## START Raw data

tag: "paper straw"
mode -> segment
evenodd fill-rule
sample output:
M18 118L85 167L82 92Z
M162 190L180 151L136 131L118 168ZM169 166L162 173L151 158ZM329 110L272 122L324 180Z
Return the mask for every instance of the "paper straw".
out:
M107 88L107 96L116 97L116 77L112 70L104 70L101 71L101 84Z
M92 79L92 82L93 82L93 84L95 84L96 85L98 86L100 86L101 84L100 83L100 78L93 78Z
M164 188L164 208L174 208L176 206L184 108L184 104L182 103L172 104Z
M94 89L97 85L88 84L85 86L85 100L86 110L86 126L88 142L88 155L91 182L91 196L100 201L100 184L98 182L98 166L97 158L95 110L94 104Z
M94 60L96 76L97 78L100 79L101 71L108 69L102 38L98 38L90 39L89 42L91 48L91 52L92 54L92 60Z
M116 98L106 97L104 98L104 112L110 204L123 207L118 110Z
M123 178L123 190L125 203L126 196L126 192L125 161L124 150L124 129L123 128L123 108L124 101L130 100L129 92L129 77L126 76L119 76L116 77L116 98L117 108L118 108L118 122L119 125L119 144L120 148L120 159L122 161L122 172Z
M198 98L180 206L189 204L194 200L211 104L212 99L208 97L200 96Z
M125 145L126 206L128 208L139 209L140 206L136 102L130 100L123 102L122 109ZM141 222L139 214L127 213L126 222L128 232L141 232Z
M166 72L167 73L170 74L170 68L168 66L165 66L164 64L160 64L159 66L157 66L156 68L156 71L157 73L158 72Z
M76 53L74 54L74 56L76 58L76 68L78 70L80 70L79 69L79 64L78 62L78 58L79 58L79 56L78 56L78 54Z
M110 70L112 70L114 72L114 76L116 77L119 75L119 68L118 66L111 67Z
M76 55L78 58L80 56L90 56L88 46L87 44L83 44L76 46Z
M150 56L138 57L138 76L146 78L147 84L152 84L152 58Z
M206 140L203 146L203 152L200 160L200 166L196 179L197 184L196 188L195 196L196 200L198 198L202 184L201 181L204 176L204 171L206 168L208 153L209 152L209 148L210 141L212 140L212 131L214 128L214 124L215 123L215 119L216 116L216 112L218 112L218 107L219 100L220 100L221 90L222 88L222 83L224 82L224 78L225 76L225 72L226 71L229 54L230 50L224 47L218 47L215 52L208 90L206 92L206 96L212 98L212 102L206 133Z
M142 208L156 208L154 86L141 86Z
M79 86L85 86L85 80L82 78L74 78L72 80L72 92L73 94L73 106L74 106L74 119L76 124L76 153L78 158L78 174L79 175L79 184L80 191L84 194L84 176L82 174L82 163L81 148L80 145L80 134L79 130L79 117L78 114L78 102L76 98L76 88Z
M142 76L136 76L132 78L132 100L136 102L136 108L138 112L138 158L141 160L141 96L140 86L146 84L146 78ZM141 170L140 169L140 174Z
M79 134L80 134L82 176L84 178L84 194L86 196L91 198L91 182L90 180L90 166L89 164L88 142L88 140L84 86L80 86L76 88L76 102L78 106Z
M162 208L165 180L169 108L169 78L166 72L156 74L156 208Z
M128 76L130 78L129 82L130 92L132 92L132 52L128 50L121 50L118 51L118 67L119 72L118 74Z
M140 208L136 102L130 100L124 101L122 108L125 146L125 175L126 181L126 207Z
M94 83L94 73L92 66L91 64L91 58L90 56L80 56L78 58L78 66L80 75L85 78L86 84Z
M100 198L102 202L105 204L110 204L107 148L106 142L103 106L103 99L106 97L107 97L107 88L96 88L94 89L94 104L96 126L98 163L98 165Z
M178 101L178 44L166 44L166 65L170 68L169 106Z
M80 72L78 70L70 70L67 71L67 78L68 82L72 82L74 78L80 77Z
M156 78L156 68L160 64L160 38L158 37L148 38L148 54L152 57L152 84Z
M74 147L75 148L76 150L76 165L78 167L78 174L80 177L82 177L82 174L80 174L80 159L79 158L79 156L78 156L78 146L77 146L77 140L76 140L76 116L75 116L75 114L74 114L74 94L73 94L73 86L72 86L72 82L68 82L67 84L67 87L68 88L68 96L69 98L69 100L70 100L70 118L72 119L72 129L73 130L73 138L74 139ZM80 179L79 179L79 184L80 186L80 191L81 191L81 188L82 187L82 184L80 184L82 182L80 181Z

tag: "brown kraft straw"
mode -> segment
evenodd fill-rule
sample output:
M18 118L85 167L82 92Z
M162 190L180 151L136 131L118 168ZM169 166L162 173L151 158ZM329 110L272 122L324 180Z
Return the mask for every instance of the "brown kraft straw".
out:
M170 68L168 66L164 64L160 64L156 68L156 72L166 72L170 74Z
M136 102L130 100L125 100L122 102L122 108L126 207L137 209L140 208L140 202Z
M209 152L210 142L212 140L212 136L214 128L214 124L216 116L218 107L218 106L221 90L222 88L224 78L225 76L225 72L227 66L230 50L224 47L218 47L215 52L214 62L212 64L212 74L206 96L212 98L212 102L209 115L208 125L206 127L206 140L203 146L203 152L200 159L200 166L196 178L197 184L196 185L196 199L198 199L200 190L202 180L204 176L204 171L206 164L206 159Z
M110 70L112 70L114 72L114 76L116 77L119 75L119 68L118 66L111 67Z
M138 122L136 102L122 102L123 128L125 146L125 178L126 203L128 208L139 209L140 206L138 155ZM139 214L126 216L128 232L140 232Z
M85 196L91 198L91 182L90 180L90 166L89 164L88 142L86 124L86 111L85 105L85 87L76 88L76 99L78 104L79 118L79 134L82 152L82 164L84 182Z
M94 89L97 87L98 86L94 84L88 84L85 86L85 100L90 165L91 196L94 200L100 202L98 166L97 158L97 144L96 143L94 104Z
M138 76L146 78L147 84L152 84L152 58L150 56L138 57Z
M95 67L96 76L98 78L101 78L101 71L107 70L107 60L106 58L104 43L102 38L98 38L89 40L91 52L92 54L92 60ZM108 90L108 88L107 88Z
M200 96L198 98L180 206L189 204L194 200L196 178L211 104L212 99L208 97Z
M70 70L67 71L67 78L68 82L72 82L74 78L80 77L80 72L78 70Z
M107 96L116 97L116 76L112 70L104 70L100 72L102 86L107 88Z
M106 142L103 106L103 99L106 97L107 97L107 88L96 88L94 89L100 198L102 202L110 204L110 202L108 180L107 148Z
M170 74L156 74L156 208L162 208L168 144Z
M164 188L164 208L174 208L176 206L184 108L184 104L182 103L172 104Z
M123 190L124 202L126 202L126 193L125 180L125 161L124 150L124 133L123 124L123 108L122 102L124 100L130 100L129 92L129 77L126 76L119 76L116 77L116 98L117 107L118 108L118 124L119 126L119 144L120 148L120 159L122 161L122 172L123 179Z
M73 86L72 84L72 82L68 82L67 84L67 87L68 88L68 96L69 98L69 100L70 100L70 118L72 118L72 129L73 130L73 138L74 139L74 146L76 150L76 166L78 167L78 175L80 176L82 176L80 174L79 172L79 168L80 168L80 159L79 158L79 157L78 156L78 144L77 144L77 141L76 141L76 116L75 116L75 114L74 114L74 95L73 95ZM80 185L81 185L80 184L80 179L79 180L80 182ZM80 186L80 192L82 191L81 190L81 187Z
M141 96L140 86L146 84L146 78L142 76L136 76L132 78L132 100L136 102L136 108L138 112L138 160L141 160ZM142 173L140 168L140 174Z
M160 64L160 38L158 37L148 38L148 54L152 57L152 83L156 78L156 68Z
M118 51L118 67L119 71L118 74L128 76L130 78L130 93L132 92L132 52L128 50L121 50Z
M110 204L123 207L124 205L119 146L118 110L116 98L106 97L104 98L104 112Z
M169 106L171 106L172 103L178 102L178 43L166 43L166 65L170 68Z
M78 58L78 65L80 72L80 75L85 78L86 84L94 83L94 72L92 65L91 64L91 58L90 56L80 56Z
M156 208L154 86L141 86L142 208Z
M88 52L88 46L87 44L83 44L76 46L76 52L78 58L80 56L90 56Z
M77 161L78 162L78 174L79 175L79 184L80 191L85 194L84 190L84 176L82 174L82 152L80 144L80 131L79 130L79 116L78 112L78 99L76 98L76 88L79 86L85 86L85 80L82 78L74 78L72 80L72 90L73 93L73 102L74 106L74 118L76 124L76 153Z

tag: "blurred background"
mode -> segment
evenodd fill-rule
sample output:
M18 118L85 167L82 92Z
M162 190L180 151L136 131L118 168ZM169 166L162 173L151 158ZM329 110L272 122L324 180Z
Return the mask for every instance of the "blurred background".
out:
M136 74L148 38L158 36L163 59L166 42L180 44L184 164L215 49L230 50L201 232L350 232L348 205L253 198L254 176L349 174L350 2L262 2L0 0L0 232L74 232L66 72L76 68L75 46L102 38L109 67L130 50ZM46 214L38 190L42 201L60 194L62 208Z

## END Raw data

> [Problem to work on]: Report every line of the material above that contains the string "Return", treating uppercase and lowercase as distinct.

> [Response below]:
Return the mask for every instance of the "paper straw".
Return the mask for every instance of the "brown kraft straw".
Return the mask for every instance of the "blurred background".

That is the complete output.